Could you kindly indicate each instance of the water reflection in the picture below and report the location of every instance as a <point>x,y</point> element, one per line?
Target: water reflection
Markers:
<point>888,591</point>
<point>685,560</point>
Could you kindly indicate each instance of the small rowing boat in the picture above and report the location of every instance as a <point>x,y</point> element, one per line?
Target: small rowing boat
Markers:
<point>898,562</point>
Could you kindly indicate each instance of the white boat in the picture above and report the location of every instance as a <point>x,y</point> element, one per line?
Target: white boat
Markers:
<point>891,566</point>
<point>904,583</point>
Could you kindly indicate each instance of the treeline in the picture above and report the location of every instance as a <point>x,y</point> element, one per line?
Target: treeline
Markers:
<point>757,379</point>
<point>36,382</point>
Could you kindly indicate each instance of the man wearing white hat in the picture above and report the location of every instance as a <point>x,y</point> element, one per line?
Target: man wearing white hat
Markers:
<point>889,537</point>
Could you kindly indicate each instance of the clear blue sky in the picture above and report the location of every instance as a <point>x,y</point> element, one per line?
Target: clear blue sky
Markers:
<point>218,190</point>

- - - -

Description of the task: The full listing has to be duplicated exactly.

Written solution:
Could you kindly indicate each instance of the water reflection in the picture below and report the location of every instance as a <point>x,y</point> element, one per line?
Target: water reflection
Markers:
<point>888,591</point>
<point>685,560</point>
Could you kindly indicate each instance of the small rowing boat in the picture above and report the location of every instance as a <point>x,y</point> element, one per line?
Target: small rowing boat
Markers:
<point>898,562</point>
Could you kindly indicate each instance of the white boat in the picture above and report the location of every instance as a <point>x,y</point> element, one per line?
Target: white boat
Markers:
<point>891,566</point>
<point>904,583</point>
Could you kindly indicate each instance of the treeline in the picture above and report the location of every instance as a <point>x,y</point> element, one per line?
Target: treeline
Markers:
<point>757,379</point>
<point>36,382</point>
Could you kindly indicate each instance of the man wearing white hat in the picture above and report the location of every instance as a <point>x,y</point> element, one per line?
Target: man wearing white hat
Markers:
<point>889,537</point>
Could you kindly indicate each instance of the clear blue sky in the picture above and report the location of every instance as a <point>x,y</point> element, one per line?
Target: clear blue sky
Markers:
<point>218,190</point>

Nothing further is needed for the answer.